Extract provided =>
Research shows that the shorter the duration of investment, the more are the chances of losing money. While, with long term investing, the chances of losing money are lesser.
Remember, the longer the investment period, the greater are the chances of making money.
Emotions need to be kept aside while dealing with stocks. Don't get emotionally attached to your investments. Your aim is to get maximum profits out of your stocks. It's immaterial if this is achieved through selling them, buying them or holding them.
Just because you are emotionally attached to the stock or just because the little voice inside your heart says, "Give it some time and things will work out just fine", does not mean that you have to hold on to a stock when it is destined to hit its nadir.
At the end of the day, it's all about numbers. Numbers can tell a story - you should just have an ear attuned to understanding their language. It makes sense to thoroughly investigate the company and its track record.
Consistency is the key. If the company is good, it will have a consistent performance. Its income statement will show consistent profits. Its annual reports will talk about the consistent dividends doled out. Ideally, the company should have a dividend history over the past 5 years and a dividend payout comparable with its peers.
In the case of 'growth stocks', the game changes a little. The company may not distribute its' profits as dividends; rather, it would invest the profits back into the venture for future growth. However, all said and done, it should not invest so much that it has to resort to frequent financing from outside. In other words, it should not undertake frequent dilution of equity or raise so much debt that its debt to equity ratio spirals out of control.

Supplied records =>

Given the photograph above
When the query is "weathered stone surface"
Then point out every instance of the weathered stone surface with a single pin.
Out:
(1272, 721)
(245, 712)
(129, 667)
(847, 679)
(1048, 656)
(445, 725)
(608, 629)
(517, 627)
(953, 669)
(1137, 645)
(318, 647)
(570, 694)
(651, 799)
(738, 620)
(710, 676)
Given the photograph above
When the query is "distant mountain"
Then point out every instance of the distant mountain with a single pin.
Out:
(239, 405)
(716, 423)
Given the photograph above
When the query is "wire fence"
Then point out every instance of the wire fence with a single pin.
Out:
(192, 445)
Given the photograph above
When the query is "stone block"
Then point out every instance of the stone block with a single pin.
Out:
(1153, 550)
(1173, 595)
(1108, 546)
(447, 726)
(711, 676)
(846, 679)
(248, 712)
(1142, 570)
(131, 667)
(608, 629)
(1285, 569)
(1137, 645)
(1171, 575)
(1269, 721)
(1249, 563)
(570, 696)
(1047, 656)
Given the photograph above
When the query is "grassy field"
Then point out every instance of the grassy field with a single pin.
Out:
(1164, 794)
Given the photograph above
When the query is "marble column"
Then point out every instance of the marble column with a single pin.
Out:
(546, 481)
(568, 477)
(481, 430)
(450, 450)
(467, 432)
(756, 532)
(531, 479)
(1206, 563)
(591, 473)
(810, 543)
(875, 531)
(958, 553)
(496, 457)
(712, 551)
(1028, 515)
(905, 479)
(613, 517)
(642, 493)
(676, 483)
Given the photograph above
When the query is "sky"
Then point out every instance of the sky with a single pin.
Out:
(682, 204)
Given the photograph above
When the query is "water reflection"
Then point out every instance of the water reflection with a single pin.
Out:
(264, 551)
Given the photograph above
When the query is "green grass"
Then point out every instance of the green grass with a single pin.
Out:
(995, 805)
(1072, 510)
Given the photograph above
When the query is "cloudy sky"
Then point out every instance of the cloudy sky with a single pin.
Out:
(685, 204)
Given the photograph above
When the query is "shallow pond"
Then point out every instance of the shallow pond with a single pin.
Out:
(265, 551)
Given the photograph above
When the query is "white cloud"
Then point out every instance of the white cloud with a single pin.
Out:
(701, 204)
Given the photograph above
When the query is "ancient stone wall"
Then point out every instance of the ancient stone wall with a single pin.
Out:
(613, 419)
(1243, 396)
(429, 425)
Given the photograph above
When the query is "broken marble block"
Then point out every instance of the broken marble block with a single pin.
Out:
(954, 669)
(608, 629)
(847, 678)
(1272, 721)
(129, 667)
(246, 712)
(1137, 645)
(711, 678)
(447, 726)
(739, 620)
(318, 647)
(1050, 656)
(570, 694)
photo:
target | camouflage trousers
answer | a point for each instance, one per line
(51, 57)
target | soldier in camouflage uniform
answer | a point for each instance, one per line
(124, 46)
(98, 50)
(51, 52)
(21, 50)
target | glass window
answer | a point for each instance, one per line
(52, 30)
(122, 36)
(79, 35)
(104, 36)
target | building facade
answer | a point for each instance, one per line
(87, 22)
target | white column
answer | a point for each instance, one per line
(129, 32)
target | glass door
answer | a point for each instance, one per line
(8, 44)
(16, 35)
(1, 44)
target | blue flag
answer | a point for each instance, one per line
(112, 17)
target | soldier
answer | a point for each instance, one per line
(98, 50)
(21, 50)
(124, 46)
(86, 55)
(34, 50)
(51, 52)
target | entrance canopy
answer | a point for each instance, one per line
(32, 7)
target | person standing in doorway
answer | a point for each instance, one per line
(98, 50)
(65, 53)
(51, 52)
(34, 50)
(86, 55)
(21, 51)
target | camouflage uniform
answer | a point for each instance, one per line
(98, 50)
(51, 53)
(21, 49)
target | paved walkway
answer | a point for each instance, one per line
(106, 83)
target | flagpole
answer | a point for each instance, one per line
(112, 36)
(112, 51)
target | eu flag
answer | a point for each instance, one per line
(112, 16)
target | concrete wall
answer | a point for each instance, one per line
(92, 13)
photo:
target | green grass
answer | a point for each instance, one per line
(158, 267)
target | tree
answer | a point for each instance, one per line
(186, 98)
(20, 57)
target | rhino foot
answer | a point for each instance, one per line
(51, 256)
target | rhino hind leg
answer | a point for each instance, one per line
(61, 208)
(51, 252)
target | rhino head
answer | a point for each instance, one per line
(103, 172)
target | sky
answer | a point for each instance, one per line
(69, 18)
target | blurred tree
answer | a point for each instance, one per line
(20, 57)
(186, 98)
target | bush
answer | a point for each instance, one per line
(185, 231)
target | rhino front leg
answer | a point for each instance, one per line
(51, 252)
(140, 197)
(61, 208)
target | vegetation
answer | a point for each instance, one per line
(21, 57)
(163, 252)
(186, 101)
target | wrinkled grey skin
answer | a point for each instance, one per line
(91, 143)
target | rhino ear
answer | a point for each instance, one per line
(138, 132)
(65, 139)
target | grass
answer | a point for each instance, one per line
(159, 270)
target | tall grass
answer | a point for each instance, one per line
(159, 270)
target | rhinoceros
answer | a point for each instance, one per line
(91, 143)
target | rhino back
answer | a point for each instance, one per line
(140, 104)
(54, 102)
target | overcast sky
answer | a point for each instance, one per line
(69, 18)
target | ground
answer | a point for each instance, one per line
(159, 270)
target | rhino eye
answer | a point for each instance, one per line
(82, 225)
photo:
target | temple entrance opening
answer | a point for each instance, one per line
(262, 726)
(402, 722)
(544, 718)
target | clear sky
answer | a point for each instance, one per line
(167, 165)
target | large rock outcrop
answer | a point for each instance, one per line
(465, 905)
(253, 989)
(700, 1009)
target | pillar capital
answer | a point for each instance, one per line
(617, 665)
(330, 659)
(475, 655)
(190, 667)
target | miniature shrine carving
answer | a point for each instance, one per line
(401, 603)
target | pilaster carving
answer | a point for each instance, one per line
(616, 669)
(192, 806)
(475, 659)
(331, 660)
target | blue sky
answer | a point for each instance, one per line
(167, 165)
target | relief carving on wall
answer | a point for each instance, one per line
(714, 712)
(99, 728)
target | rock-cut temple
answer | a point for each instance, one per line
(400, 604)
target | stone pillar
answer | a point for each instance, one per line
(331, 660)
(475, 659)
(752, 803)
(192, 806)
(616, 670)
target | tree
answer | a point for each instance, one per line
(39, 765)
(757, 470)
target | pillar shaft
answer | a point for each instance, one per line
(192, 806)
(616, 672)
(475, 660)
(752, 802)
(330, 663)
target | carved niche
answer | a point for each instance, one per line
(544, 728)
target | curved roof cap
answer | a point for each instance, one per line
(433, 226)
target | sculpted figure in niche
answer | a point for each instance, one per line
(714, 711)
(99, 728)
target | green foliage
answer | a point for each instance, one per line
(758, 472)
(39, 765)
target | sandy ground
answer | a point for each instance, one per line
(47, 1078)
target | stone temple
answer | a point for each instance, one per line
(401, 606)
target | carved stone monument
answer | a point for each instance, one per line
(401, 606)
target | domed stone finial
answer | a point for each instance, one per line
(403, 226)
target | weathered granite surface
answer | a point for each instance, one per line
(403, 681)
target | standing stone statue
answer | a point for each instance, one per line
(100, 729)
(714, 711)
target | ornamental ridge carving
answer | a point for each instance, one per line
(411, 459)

Exercises to complete =>
- 1) According to the investing advice, over how many past years should a company ideally have a dividend history?
- 2) Duplicate the investing advice from "Just because you" to "its track record.".

Per-task outputs =>
- 1) Over the past 5 years.

- 2)
Just because you are emotionally attached to the stock or just because the little voice inside your heart says, "Give it some time and things will work out just fine", does not mean that you have to hold on to a stock when it is destined to hit its nadir.
At the end of the day, it's all about numbers. Numbers can tell a story - you should just have an ear attuned to understanding their language. It makes sense to thoroughly investigate the company and its track record.